*** SUPPLIED ENTRIES ***

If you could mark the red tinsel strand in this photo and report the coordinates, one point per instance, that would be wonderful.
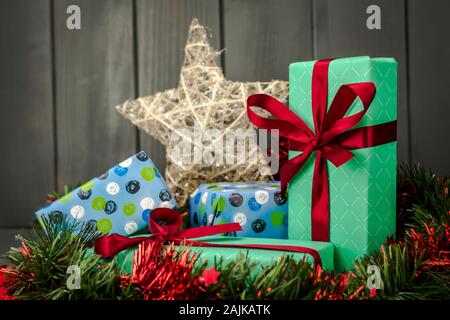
(165, 274)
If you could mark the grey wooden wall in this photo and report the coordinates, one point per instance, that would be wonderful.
(58, 88)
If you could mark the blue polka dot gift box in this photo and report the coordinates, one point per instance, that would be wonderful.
(259, 207)
(118, 201)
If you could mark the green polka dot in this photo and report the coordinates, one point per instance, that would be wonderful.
(104, 225)
(87, 186)
(66, 198)
(129, 209)
(277, 218)
(148, 173)
(99, 203)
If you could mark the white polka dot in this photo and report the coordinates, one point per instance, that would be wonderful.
(147, 203)
(261, 196)
(126, 163)
(204, 197)
(77, 212)
(240, 218)
(130, 227)
(112, 188)
(166, 204)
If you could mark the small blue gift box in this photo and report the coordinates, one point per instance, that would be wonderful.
(259, 207)
(118, 201)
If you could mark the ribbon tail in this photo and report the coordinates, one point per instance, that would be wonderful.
(320, 205)
(297, 249)
(209, 230)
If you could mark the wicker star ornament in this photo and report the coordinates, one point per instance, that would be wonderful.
(199, 116)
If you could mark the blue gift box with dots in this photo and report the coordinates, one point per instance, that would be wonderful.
(118, 201)
(259, 207)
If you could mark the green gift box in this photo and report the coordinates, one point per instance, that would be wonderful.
(362, 191)
(263, 256)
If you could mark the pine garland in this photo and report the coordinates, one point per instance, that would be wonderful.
(416, 266)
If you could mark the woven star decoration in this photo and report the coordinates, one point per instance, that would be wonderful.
(203, 100)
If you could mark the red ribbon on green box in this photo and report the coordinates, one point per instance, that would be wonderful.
(332, 138)
(165, 226)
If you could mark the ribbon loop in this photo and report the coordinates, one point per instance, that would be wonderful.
(333, 139)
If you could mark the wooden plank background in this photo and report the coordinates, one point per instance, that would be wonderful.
(59, 87)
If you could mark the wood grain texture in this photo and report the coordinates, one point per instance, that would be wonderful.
(429, 94)
(94, 73)
(26, 126)
(162, 27)
(263, 37)
(340, 31)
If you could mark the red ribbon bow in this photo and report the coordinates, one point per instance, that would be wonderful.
(332, 139)
(110, 245)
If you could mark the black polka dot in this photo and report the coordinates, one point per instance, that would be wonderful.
(110, 207)
(133, 186)
(91, 226)
(258, 225)
(55, 217)
(103, 176)
(195, 218)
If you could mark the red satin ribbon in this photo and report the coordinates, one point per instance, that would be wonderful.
(109, 245)
(332, 139)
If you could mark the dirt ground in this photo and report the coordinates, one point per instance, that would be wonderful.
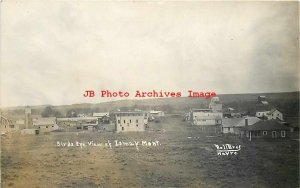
(184, 157)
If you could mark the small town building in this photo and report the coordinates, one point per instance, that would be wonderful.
(234, 125)
(129, 121)
(102, 117)
(6, 125)
(206, 117)
(266, 129)
(156, 113)
(215, 105)
(48, 124)
(271, 114)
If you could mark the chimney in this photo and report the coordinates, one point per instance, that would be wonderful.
(246, 121)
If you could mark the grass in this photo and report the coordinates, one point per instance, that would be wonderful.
(35, 161)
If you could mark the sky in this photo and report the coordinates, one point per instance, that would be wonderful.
(52, 51)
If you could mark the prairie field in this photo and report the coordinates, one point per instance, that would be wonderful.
(184, 157)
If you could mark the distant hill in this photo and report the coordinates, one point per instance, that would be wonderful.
(288, 103)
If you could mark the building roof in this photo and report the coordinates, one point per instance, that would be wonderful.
(201, 110)
(239, 122)
(266, 125)
(100, 114)
(231, 122)
(273, 110)
(251, 121)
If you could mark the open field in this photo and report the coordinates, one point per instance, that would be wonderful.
(186, 157)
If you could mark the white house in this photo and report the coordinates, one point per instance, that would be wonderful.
(234, 125)
(206, 117)
(215, 105)
(130, 121)
(262, 114)
(157, 113)
(275, 114)
(45, 124)
(272, 114)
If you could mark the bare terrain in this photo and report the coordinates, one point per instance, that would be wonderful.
(186, 157)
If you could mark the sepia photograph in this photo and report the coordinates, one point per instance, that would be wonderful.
(149, 94)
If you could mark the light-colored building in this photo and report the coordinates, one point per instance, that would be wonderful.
(155, 113)
(48, 124)
(206, 117)
(101, 114)
(261, 114)
(234, 125)
(77, 121)
(130, 121)
(215, 105)
(266, 129)
(28, 118)
(272, 114)
(275, 114)
(7, 125)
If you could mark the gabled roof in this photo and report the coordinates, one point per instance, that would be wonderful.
(239, 122)
(231, 122)
(100, 114)
(265, 102)
(272, 111)
(251, 121)
(266, 125)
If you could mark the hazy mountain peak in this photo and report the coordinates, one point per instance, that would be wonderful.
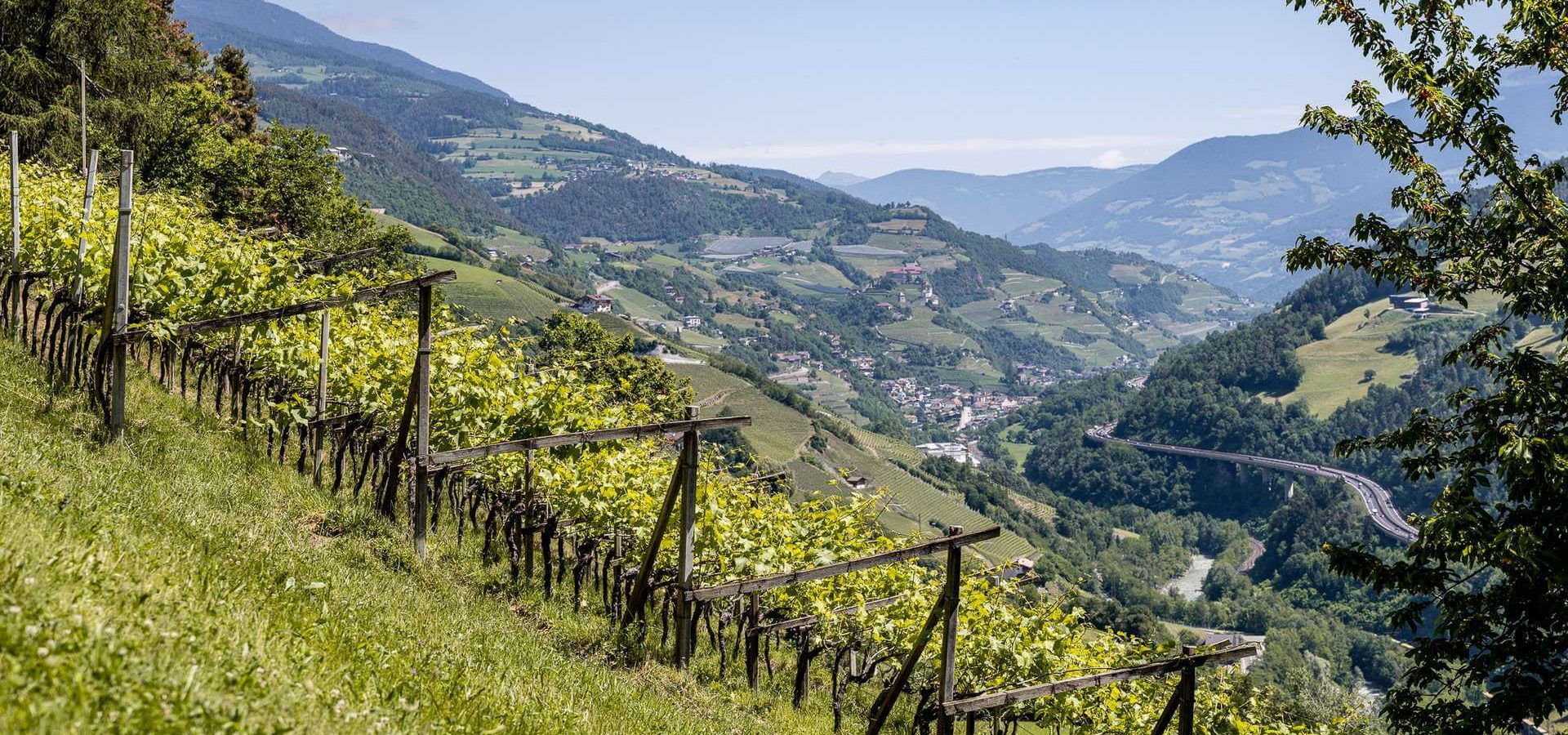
(990, 204)
(274, 20)
(841, 179)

*** End of SUPPLIED ENTRIES ***

## INSTRUCTIONS FOR THE TASK
Only the lines from the one with "If you could mark the open" through the last line of the records above are wanted, copied exactly and with pictures omitted.

## SOLUTION TO THIS EXERCISE
If you could mark the open field in this photo and report the coordinates, one point per instance, that would be wonderful.
(186, 157)
If you could mark the white house in this photo and report the coordinates, one point per instance, that would be wonderful.
(234, 125)
(206, 117)
(215, 105)
(130, 121)
(262, 114)
(157, 113)
(275, 114)
(45, 124)
(272, 114)
If you could mark the bare terrain in this photo and report the coordinates, one point per instance, that would be wonderful.
(186, 157)
If you could mark the sepia photograph in this photo and report the coordinates, one point per instance, that would be wonderful.
(149, 94)
If you could mark the light-colored building in this photo and report the coordinates, one point per instance, that would be wonderful.
(155, 113)
(48, 124)
(206, 117)
(101, 114)
(261, 114)
(234, 125)
(77, 121)
(130, 121)
(215, 105)
(266, 129)
(28, 118)
(272, 114)
(275, 114)
(7, 125)
If you could mark the gabled roof in this photo and report the coordinates, one point per instance, that would be wonderful.
(239, 122)
(231, 122)
(100, 114)
(265, 102)
(272, 111)
(251, 121)
(266, 125)
If you could mark the hazy mountain peak in this photo and report the coordinates, one point per instance, that would be wonderful.
(990, 204)
(274, 20)
(841, 179)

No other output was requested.